Aim
Return, word for word, everything from the line containing "For every instance of the window frame, set" down to the end of the items, leaving the pictures out.

Supplied records
--------

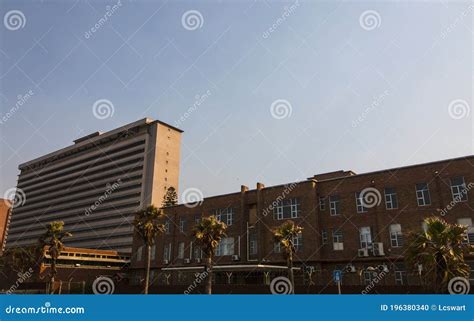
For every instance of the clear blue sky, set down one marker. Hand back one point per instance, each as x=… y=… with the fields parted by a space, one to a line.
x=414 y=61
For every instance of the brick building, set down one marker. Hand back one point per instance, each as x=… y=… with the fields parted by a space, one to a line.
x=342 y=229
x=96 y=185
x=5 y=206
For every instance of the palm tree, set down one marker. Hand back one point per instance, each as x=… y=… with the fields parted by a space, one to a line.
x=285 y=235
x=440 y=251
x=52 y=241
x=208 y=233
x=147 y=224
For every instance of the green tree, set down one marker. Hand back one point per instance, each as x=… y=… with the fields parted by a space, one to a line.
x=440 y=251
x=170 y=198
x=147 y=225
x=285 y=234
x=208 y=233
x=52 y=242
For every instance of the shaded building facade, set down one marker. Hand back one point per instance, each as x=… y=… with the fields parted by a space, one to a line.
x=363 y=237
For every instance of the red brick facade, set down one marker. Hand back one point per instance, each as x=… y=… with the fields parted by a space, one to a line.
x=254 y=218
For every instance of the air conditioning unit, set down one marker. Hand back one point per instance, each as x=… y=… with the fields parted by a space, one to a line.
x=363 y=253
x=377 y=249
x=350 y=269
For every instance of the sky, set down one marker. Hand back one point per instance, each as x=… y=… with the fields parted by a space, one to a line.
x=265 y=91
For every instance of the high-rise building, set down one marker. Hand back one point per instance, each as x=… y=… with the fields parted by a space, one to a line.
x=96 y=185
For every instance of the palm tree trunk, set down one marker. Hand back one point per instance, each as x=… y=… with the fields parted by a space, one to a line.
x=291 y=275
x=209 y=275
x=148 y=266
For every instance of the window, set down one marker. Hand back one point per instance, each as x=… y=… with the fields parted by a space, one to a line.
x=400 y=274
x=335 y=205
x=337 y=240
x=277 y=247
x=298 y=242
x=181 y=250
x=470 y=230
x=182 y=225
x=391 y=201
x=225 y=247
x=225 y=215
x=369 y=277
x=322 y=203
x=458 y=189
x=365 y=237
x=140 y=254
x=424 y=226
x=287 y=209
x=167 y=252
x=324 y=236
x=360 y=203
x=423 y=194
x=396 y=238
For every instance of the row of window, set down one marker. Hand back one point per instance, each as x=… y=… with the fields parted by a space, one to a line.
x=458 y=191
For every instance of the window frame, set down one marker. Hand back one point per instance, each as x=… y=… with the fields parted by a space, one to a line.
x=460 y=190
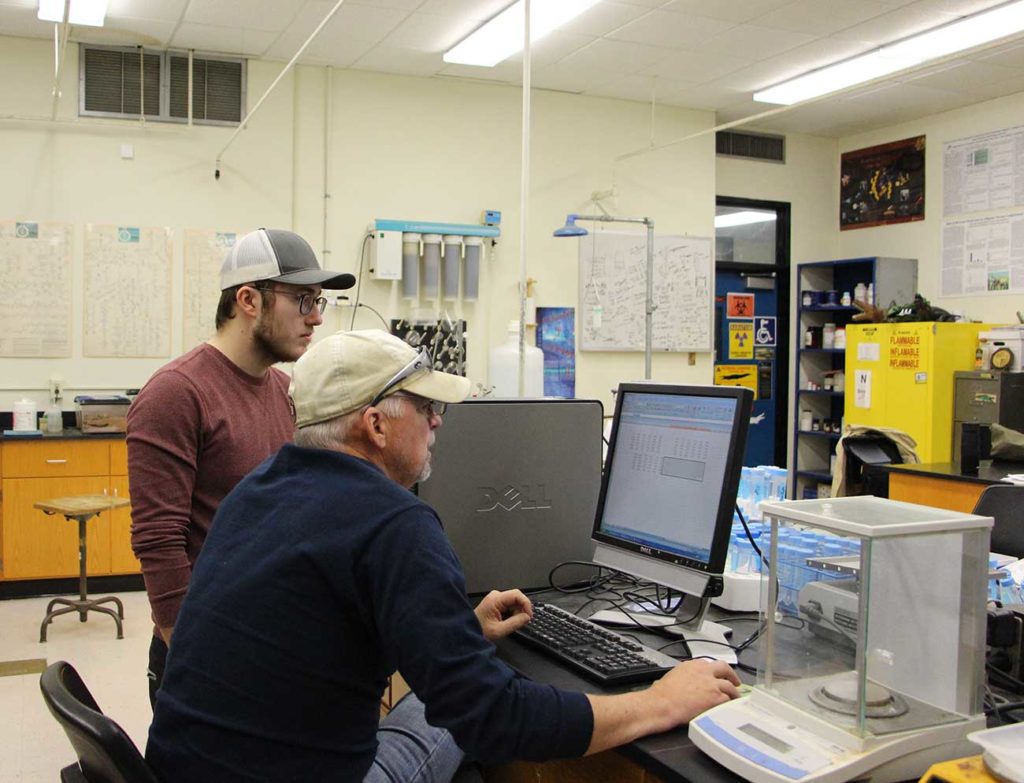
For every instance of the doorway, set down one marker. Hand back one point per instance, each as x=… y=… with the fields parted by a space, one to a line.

--------

Solved problem
For every instance of the window frame, set down one marker. Hand back one point per instance, each as x=… y=… with the fields parted by a space, one to a line.
x=460 y=190
For every instance of the doorway, set down one marker. Hand back one point per instance, each as x=… y=… with the fields parted by a space, one to a line.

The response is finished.